Convert all of the records below into a numbered list, leaving out any blank lines.

####

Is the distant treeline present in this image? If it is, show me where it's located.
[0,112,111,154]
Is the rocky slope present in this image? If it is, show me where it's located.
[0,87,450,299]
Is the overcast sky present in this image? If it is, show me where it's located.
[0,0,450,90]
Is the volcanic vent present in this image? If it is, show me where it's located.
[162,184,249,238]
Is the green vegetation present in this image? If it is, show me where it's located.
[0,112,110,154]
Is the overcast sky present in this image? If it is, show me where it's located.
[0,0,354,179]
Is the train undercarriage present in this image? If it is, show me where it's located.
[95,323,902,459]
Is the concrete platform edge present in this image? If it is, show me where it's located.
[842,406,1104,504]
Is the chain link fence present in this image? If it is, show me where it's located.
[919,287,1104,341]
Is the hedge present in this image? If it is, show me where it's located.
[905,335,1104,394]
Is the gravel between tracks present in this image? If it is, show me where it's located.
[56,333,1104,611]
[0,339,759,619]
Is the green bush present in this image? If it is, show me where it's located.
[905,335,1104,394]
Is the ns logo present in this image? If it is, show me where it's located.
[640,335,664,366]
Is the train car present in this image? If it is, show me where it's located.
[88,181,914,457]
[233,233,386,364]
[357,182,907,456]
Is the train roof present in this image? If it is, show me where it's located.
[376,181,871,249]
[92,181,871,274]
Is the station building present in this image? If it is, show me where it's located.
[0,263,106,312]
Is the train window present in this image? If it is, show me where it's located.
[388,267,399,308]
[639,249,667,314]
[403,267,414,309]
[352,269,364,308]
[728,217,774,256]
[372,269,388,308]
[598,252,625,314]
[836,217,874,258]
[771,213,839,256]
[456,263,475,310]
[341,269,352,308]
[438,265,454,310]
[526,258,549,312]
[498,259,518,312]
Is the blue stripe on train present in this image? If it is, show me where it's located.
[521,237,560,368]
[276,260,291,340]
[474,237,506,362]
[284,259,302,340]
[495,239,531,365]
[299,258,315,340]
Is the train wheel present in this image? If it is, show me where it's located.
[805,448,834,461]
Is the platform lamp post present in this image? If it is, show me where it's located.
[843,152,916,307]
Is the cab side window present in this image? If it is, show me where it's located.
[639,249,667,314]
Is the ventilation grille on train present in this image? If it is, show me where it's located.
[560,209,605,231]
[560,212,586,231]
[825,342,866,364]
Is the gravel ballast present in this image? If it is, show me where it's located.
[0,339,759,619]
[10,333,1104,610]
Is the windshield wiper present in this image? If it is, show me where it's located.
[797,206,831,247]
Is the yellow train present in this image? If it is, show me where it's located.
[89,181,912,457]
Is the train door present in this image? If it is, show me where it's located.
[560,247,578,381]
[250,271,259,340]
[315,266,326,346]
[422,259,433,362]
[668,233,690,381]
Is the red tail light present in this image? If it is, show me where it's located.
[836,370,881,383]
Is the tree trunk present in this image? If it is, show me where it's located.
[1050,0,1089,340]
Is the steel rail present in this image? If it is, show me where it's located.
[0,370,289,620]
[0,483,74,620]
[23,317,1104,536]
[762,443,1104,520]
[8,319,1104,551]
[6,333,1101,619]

####

RESULT FOR THIS TASK =>
1. Is the distant treeline present in this image? If it is, show me where it's located.
2. [0,112,111,154]
3. Is the rocky slope present in this image? If it is, show me where it's located.
4. [0,87,450,299]
5. Is the overcast sky present in this image? If it is, show me where it's located.
6. [0,0,450,90]
7. Is the volcanic vent present in this image? If it is, show me where it's located.
8. [162,184,249,238]
9. Is the green vegetation present in this image? If it is, show me where it's located.
10. [0,112,110,154]
11. Is the overcast sky present in this image? If it is, show me where it's located.
12. [0,0,354,179]
13. Is the train undercarriage present in this image? If it is, show me where it's located.
14. [95,323,902,459]
15. Is the concrete platform edge present in this image? If it is, show me where it's located.
16. [842,406,1104,504]
17. Is the chain link fence present in this image? If it is, show me where it's located.
18. [919,287,1104,341]
19. Is the hedge present in this image? If it is, show me where it's located.
20. [905,335,1104,394]
21. Is the gravel between tracks present in this image? If it is, show me where it's located.
22. [56,333,1104,611]
23. [0,339,759,619]
24. Is the green bush present in this image? If it is, show me where it's located.
25. [905,335,1104,394]
26. Is the ns logo present in this image? If it is, show me where it's located.
27. [640,335,664,366]
28. Is the train car present in this image? If it is, show me where it's located.
29. [88,181,914,457]
30. [233,233,386,364]
31. [357,182,907,456]
32. Is the train roof present in this image? If it is, show me where it's located.
33. [376,181,871,249]
34. [92,181,871,274]
35. Is the station building present in this image? If it is, show me where it's located.
36. [0,263,106,312]
37. Is the train window present in this image? If it is, show me where it's located.
38. [388,267,399,308]
39. [639,249,667,314]
40. [403,267,414,309]
41. [352,269,364,308]
42. [728,217,774,256]
43. [372,269,388,308]
44. [598,252,625,314]
45. [836,217,874,258]
46. [771,213,839,256]
47. [456,263,475,310]
48. [341,269,352,308]
49. [438,265,454,310]
50. [526,258,549,312]
51. [498,259,518,312]
52. Is the blue stripe on train present in this image? If it is, show me where it's located.
53. [521,237,560,368]
54. [276,260,291,340]
55. [474,237,506,362]
56. [284,259,302,340]
57. [495,239,531,365]
58. [299,258,315,340]
59. Is the train wheel present in this image? If it is, show me where it's located.
60. [805,448,834,461]
61. Is the platform lamp post present in this image? If it is, show me where it's located.
62. [843,152,916,307]
63. Is the cab side window present in this image? If it is, show me where it's located.
64. [639,249,667,314]
65. Is the ventilation grille on train present in this image? If it is, show me where it's located.
66. [560,209,605,231]
67. [560,212,586,231]
68. [825,342,866,364]
69. Is the gravel ballast present in this image? If it is, show me where it's located.
70. [0,339,759,619]
71. [10,333,1104,610]
72. Is the windshield wiper present in this image? If it is, show me where it's located.
73. [797,206,831,247]
74. Is the yellow train present in this image? If it is, show me where it's located.
75. [89,181,912,457]
76. Is the train door present in this image? If it is, show me where it's located.
77. [560,247,578,381]
78. [250,271,259,340]
79. [315,266,326,346]
80. [422,259,433,362]
81. [668,233,690,381]
82. Is the red tail light present in this image? If it is, show me where it's located.
83. [836,370,881,383]
84. Is the tree trunk present in this image? If it is, show me where it's located.
85. [1050,0,1089,340]
86. Is the steel rail present in this image? If it is, show me where it's located.
87. [0,370,289,620]
88. [0,483,74,620]
89. [23,317,1104,536]
90. [762,443,1104,520]
91. [8,319,1104,551]
92. [6,333,1101,619]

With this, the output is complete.